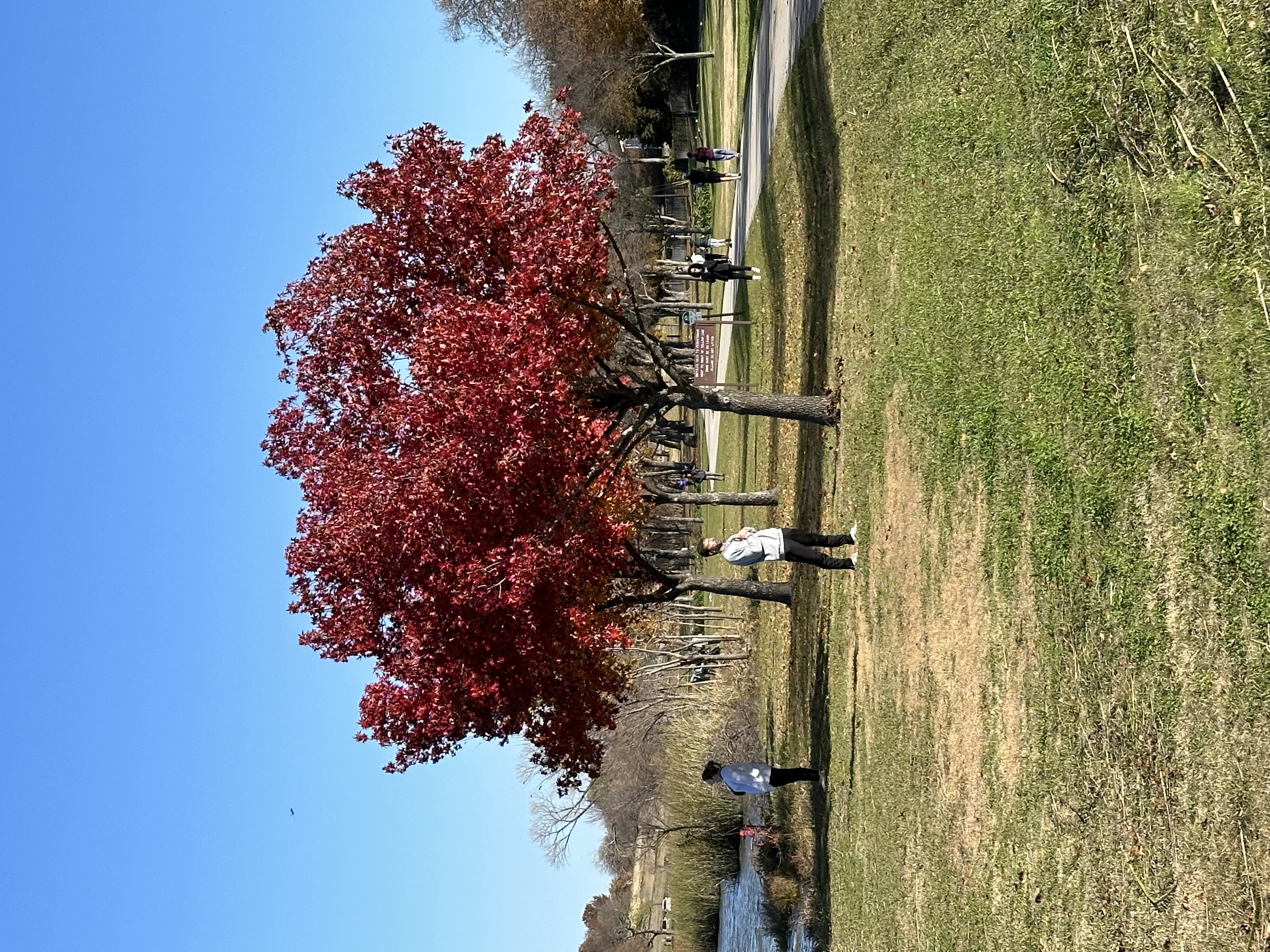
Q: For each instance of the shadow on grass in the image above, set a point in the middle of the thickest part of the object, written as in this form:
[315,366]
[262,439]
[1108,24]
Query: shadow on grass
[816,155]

--

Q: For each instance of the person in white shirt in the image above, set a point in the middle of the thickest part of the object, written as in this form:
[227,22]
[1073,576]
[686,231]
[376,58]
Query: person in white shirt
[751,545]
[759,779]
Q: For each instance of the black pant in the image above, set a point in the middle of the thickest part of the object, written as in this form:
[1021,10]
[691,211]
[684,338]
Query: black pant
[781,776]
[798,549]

--

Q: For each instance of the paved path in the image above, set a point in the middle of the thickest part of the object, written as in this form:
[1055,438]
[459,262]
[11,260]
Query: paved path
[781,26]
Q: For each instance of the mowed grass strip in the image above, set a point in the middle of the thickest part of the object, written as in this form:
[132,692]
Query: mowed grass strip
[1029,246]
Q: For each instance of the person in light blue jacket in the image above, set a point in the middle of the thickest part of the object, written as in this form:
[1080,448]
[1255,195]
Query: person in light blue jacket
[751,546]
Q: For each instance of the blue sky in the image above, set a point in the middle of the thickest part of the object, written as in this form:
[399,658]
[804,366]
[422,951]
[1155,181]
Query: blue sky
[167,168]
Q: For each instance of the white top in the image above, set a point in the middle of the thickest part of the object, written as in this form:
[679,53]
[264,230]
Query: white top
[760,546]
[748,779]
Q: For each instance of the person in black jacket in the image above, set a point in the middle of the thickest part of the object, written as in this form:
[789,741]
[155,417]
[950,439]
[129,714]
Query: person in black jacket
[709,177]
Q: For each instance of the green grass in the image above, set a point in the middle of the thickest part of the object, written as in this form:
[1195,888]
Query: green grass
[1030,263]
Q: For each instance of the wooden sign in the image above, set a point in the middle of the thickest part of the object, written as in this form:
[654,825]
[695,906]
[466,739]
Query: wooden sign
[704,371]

Given instruction » From the data above, pull out every line that contains the word "blue".

Answer to the problem »
Q: For each instance of the person in light blue jacket in the image above, set a point in the middle of the thickest part of the object, written as in this form:
Query: person in light blue jacket
Q: For each instance of the blue sky in the image above, set a point in the middle of the thickest part of the object, written as in this form:
Query: blue sky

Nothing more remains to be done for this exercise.